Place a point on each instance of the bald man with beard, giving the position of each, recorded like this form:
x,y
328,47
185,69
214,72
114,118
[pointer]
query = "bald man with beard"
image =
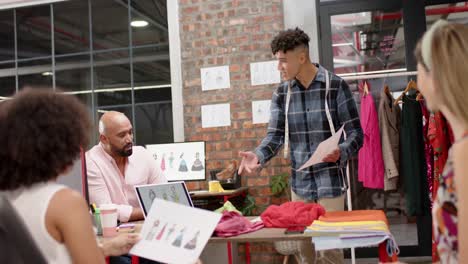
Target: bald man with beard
x,y
115,166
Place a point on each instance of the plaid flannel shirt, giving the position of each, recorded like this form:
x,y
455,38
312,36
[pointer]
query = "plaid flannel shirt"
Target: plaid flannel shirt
x,y
308,126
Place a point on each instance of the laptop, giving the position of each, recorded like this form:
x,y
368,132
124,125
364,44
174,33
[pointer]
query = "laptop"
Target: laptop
x,y
172,191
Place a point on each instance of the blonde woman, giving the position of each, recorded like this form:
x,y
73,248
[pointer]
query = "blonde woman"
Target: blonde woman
x,y
442,56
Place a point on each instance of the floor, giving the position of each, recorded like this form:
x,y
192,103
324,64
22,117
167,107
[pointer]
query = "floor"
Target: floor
x,y
412,260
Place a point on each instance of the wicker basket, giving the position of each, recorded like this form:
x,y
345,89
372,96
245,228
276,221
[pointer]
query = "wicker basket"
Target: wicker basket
x,y
287,247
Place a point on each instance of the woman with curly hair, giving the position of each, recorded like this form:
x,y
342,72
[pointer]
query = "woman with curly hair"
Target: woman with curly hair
x,y
41,133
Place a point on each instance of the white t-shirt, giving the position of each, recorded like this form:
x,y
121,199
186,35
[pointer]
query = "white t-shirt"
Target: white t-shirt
x,y
31,204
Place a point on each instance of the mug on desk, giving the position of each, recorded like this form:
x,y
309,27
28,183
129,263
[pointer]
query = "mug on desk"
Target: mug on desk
x,y
214,186
108,219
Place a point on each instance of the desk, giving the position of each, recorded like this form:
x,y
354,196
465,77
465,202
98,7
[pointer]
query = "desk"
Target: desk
x,y
262,235
226,195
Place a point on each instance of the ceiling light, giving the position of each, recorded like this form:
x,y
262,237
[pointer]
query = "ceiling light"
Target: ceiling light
x,y
46,73
138,23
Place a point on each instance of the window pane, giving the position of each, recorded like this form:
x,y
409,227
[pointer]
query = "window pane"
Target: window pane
x,y
110,32
112,70
35,73
154,123
112,83
34,31
368,41
456,13
149,22
7,38
73,75
71,27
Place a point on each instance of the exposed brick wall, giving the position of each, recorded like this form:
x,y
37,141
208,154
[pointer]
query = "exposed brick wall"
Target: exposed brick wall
x,y
234,33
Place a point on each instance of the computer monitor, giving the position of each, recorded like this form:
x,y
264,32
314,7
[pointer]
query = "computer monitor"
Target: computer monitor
x,y
173,192
77,178
180,161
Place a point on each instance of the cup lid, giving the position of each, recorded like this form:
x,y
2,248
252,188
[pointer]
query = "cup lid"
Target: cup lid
x,y
107,207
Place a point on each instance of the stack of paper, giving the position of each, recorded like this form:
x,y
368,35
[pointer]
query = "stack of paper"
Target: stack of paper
x,y
349,229
332,235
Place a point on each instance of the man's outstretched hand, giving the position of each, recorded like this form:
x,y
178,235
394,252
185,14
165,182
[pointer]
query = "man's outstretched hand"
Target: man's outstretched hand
x,y
249,164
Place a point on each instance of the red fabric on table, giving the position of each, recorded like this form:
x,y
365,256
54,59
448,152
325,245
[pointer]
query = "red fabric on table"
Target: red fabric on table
x,y
292,214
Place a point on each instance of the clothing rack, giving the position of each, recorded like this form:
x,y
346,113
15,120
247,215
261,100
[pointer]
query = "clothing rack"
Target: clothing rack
x,y
379,75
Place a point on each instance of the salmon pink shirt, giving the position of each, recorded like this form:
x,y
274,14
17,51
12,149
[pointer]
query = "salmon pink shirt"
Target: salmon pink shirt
x,y
107,184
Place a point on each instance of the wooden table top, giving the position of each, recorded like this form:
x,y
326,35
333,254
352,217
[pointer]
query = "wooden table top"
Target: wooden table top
x,y
206,193
262,235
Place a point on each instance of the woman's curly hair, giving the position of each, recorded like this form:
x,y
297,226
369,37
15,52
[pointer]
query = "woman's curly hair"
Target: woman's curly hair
x,y
288,40
41,133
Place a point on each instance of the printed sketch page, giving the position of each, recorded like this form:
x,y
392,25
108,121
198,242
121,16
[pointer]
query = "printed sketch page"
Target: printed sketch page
x,y
174,233
323,149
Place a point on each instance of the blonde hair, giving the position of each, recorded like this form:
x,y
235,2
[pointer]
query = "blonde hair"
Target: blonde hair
x,y
449,67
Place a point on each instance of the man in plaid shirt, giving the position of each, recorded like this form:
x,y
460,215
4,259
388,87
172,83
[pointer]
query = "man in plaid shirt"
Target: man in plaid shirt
x,y
324,183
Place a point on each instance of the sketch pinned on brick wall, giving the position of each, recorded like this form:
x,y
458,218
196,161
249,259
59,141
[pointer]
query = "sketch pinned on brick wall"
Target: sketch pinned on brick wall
x,y
213,78
265,72
261,111
216,115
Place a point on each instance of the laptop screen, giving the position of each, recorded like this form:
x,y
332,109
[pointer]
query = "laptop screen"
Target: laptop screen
x,y
173,192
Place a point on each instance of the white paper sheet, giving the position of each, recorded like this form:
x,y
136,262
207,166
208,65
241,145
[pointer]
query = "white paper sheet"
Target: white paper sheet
x,y
180,161
173,233
264,73
213,78
261,111
217,115
323,149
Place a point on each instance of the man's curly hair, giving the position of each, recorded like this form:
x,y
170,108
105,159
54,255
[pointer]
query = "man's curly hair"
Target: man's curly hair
x,y
288,40
41,133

──────────────────────────────

Exercise goal:
Give all of the records above again, switching every "recorded like this form" to "written in this format" and leaving all else unchanged. Leave the pictures out.

In response:
Place a point on each instance of the bald man with beard, giving the position of each, written in this format:
x,y
328,47
185,69
214,72
114,118
[pointer]
query = "bald man with beard"
image =
Target: bald man with beard
x,y
115,166
Place a point on each instance of the plaid flannel shirt, giving the position of each, written in this format:
x,y
455,38
312,36
[pointer]
query = "plaid flannel shirt"
Target: plaid flannel shirt
x,y
308,126
Place a point on each instance of the laptop, giving the position of each, written in this format:
x,y
368,132
124,125
364,44
174,33
[pointer]
query = "laptop"
Target: laptop
x,y
172,191
Place a point on each instance of the blonde woman, giving the position of each, written in this format:
x,y
73,248
[pointer]
query = "blonde woman"
Target: blonde woman
x,y
442,56
Place a point on each instance of the floor, giving the position of each, written in this format:
x,y
192,103
324,64
22,117
167,107
[pointer]
query = "floor"
Target: floor
x,y
412,260
Place a point on each instance of the wicker basket, giving the position of each, written in this format:
x,y
345,89
372,96
245,228
276,221
[pointer]
query = "wicker basket"
Target: wicker basket
x,y
287,247
Place a point on each instance of the woman with curly hair, giving the position of each, written in this format:
x,y
342,72
[pointer]
query = "woman with curly hair"
Target: woman with curly hair
x,y
41,133
Place a point on each instance of the white t-shirt, giving the position of each, written in this format:
x,y
121,199
186,35
[pointer]
query = "white t-shirt"
Target: white t-shirt
x,y
31,204
Place a point on each instance of the mug on desk, giving the position of each, written in this format:
x,y
309,27
28,183
129,263
[pointer]
query = "mug on desk"
Target: mug on desk
x,y
214,186
108,219
Place a point on each instance of the desk, giving the position of each, written in this format:
x,y
354,196
465,77
465,202
98,7
[pointer]
query = "desk"
Target: desk
x,y
262,235
226,195
Place a point on each instance of the ceiling light, giving the position of each, written in this format:
x,y
262,237
[pointer]
query = "ceiling light"
Target: ceiling light
x,y
46,73
138,23
Place a point on each instance of the window pane, giving the position of each, written in this format:
x,y
409,227
[pointer]
query = "window pane"
Target: window pane
x,y
110,32
112,70
35,73
154,123
112,83
34,31
368,41
456,13
149,22
7,38
73,75
71,27
Place a point on each instance of the exposed brick wall, giving the position of each, written in this format:
x,y
37,141
208,154
[pointer]
query = "exposed brick wall"
Target: exposed brick wall
x,y
234,33
Place a point on each instance of the computer monitor, giving the position of each, written in this format:
x,y
264,32
314,7
[pointer]
query = "computer monitor"
Target: computer monitor
x,y
173,192
77,178
180,161
Place a point on each instance of the cup lid, giving the position of each, written in this format:
x,y
2,248
252,188
[pointer]
query = "cup lid"
Target: cup lid
x,y
107,207
Place a point on each instance of the stack of paper, giving the position of each, written in this format:
x,y
368,35
[pointer]
query = "stack of paper"
Target: stack of paper
x,y
349,229
332,235
Place a point on each instance of the man's outstretched hand, giving the position of each, written in this format:
x,y
178,235
394,252
185,14
165,182
[pointer]
query = "man's outstretched hand"
Target: man's outstretched hand
x,y
249,164
Place a point on each instance of the red fabric on table, giving the position of each, written in this format:
x,y
365,256
54,59
448,152
325,245
[pointer]
query = "red fabric on table"
Target: red fabric on table
x,y
292,214
Place a point on each instance of the clothing rack, giving the position of each, written in this format:
x,y
346,113
15,120
247,215
261,100
[pointer]
query = "clothing rack"
Target: clothing rack
x,y
379,75
Place a point on each instance of the salmon pink shirt, giving the position of each, written in this format:
x,y
274,14
17,51
12,149
[pointer]
query = "salmon pink shirt"
Target: salmon pink shirt
x,y
107,184
Place a point on each instance of the wooden table top, giving the position of each, written in this format:
x,y
326,35
333,254
352,217
[pointer]
query = "wooden table top"
Target: wooden table top
x,y
206,193
262,235
Place a point on each instance of the woman's curly hair, giving the position of each, written in this format:
x,y
297,226
369,37
15,52
[pointer]
query = "woman's curly hair"
Target: woman's curly hair
x,y
288,40
41,133
Place a point on each instance of the printed sketch page, giving the position of each, written in this format:
x,y
392,25
108,121
198,242
121,16
[pointer]
query = "printed sketch page"
Target: printed sketch page
x,y
174,233
323,149
Place a point on each instance of the blonde hair, giving the position of each, written in this format:
x,y
235,2
[pointer]
query = "blonde hair"
Target: blonde hair
x,y
449,67
Place a point on each instance of the man in plaid shirt, giving the position of each, written in this format:
x,y
460,215
4,259
388,87
172,83
[pointer]
query = "man in plaid shirt"
Target: man in plaid shirt
x,y
324,183
Place a point on each instance of the sketch pinned on brick wall, giving the position of each, written in this format:
x,y
458,218
196,161
249,259
59,141
[pointer]
query = "sketch pinned on brick wall"
Target: sketch pinned on brick wall
x,y
213,78
265,72
261,111
216,115
Place a point on each instance of the laptop screen, giving the position of each, written in this format:
x,y
332,109
[pointer]
query = "laptop screen"
Target: laptop screen
x,y
173,192
Place a point on each instance of the white paper sheet, giving the position of each, written in this format:
x,y
136,262
207,166
208,65
241,145
[pointer]
query = "white paper sheet"
Target: white paper sheet
x,y
180,161
173,233
264,73
213,78
261,111
217,115
323,149
Place a point on each instance of the man's curly hair, giving the position of each, written in this format:
x,y
170,108
105,159
54,255
[pointer]
query = "man's curly hair"
Target: man's curly hair
x,y
288,40
41,133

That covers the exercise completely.